** WORK ORDER **
Look for "103L383 99L385 100L380" in the listing below, then copy exactly the line it appears in and all lines after it to the end, and nothing more.
SUPPLIED RECORDS Start Marker
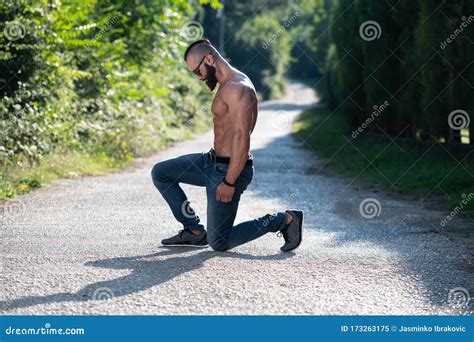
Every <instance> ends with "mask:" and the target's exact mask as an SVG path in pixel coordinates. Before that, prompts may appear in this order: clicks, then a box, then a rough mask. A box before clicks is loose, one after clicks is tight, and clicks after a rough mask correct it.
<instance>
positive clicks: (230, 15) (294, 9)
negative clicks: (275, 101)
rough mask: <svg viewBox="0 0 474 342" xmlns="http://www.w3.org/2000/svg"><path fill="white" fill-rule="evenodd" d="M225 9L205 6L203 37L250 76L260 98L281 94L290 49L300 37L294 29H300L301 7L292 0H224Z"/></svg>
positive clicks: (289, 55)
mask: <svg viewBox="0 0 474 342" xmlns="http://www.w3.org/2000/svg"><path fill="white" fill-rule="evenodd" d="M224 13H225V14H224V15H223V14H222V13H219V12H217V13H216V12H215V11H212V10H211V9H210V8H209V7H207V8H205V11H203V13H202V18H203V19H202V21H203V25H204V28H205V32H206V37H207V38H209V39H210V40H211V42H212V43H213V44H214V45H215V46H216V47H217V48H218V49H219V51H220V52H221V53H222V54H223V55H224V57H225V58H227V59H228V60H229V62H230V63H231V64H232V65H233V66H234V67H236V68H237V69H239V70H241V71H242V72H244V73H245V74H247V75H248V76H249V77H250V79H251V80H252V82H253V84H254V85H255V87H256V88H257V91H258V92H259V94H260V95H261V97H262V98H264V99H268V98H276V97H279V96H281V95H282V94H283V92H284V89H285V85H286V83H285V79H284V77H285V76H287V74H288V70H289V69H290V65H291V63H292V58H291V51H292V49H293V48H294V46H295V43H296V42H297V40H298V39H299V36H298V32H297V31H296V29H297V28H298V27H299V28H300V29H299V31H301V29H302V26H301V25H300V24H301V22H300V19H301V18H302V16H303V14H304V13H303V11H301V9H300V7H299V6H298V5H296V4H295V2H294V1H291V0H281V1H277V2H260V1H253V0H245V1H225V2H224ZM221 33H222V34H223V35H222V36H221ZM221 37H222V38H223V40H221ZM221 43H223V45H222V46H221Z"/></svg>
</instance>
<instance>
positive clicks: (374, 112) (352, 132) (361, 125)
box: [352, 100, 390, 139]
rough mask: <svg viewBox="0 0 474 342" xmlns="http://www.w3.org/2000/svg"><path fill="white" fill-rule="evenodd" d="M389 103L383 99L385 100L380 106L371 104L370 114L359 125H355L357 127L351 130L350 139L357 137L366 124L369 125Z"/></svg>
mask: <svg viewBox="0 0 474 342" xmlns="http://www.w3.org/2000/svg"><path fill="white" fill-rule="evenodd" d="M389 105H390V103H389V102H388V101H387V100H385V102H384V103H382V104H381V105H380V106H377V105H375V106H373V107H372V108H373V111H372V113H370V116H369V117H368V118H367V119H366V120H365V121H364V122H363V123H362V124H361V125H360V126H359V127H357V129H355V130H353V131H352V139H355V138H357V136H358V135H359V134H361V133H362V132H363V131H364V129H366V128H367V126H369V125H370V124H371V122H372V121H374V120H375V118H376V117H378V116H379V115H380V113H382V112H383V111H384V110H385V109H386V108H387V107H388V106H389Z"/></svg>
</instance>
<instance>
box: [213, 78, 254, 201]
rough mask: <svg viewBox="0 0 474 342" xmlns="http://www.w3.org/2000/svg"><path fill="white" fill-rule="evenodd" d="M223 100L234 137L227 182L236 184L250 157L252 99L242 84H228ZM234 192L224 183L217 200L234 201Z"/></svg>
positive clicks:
SUPPLIED RECORDS End Marker
** EXERCISE SOLUTION **
rough mask: <svg viewBox="0 0 474 342" xmlns="http://www.w3.org/2000/svg"><path fill="white" fill-rule="evenodd" d="M389 103L383 99L385 100L380 106L371 104L370 114L359 125H355L357 127L351 130L350 139L357 137L366 124L369 125Z"/></svg>
mask: <svg viewBox="0 0 474 342" xmlns="http://www.w3.org/2000/svg"><path fill="white" fill-rule="evenodd" d="M389 105H390V103H389V102H388V101H387V100H385V102H384V103H382V104H381V105H380V106H377V105H375V106H373V107H372V108H373V111H372V113H370V116H369V117H368V118H367V119H366V120H365V121H364V122H363V123H362V124H361V125H360V126H359V127H357V129H355V130H353V131H352V139H355V138H357V136H358V135H359V134H361V133H362V132H363V131H364V129H366V128H367V126H369V125H370V124H371V122H372V121H374V120H375V118H376V117H378V116H379V115H380V113H382V112H383V111H384V110H385V109H386V108H387V107H388V106H389Z"/></svg>
</instance>
<instance>
box: [213, 78, 254, 201]
rough mask: <svg viewBox="0 0 474 342" xmlns="http://www.w3.org/2000/svg"><path fill="white" fill-rule="evenodd" d="M223 100L234 137L227 182L236 184L250 157L252 99L242 84H228ZM234 192L224 183L217 200L234 201Z"/></svg>
positive clicks:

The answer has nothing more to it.